- GIVEN PASSAGE:
Aluminium gallium arsenide (also gallium aluminium arsenide) (Al_{x}Ga_{1−x}As) is a semiconductor material with very nearly the same lattice constant as GaAs, but a larger bandgap. The x in the formula above is a number between 0 and 1 - this indicates an arbitrary alloy between GaAs and AlAs.

The chemical formula AlGaAs should be considered an abbreviated form of the above, rather than any particular ratio.

The bandgap varies between 1.42 eV (GaAs) and 2.16 eV (AlAs). For x < 0.4, the bandgap is direct.

The refractive index is related with the bandgap via the Kramers–Kronig relations and varies between 2.9 (x = 1) and 3.5 (x = 0). This allows the construction of Bragg mirrors used in VCSELs, RCLEDs, and substrate-transferred crystalline coatings.

Aluminium gallium arsenide is used as a barrier material in GaAs based heterostructure devices. The AlGaAs layer confines the electrons to a gallium arsenide region. An example of such a device is a quantum well infrared photodetector (QWIP).

It is commonly used in GaAs-based red- and near-infra-red-emitting (700–1100 nm) double-hetero-structure laser diodes.

==Safety and toxicity aspects==
The toxicology of AlGaAs has not been fully investigated. The dust is an irritant to skin, eyes and lungs. The environment, health and safety aspects of aluminium gallium arsenide sources (such as trimethylgallium and arsine) and industrial hygiene monitoring studies of standard MOVPE sources have been reported recently in a review.

- EXTRACTED RECORDS:
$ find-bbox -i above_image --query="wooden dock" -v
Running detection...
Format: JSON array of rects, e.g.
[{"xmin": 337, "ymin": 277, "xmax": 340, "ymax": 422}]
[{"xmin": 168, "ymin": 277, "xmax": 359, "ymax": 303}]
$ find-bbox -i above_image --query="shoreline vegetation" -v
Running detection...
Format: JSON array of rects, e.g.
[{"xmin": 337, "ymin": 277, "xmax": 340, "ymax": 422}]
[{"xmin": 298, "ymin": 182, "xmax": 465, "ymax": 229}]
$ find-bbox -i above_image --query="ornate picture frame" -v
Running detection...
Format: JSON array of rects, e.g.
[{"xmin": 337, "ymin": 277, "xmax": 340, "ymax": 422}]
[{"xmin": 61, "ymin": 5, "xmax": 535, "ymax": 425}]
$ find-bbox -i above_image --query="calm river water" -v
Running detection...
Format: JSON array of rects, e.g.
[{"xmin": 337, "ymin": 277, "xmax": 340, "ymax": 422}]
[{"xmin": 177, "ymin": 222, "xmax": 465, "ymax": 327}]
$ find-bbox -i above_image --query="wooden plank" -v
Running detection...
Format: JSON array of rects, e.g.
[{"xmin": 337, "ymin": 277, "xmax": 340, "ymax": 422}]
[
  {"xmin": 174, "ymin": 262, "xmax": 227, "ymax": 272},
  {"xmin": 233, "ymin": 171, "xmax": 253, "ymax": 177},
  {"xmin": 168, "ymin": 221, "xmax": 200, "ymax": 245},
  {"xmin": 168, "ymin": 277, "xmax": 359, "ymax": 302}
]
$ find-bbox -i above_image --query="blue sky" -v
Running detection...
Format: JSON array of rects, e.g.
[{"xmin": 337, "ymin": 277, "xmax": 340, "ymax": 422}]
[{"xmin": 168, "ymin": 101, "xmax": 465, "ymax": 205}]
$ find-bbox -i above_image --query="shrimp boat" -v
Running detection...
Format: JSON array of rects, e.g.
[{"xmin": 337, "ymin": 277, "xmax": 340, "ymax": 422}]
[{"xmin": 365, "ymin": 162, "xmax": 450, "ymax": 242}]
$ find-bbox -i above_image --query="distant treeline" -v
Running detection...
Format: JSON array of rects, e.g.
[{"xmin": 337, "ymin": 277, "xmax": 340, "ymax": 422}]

- WHAT IS NEEDED:
Return the part of the aluminium gallium arsenide passage that begins at the words "The chemical formula" and stops after the words "infrared photodetector (QWIP).", copied with no changes.

- YOUR SOLUTION:
The chemical formula AlGaAs should be considered an abbreviated form of the above, rather than any particular ratio.

The bandgap varies between 1.42 eV (GaAs) and 2.16 eV (AlAs). For x < 0.4, the bandgap is direct.

The refractive index is related with the bandgap via the Kramers–Kronig relations and varies between 2.9 (x = 1) and 3.5 (x = 0). This allows the construction of Bragg mirrors used in VCSELs, RCLEDs, and substrate-transferred crystalline coatings.

Aluminium gallium arsenide is used as a barrier material in GaAs based heterostructure devices. The AlGaAs layer confines the electrons to a gallium arsenide region. An example of such a device is a quantum well infrared photodetector (QWIP).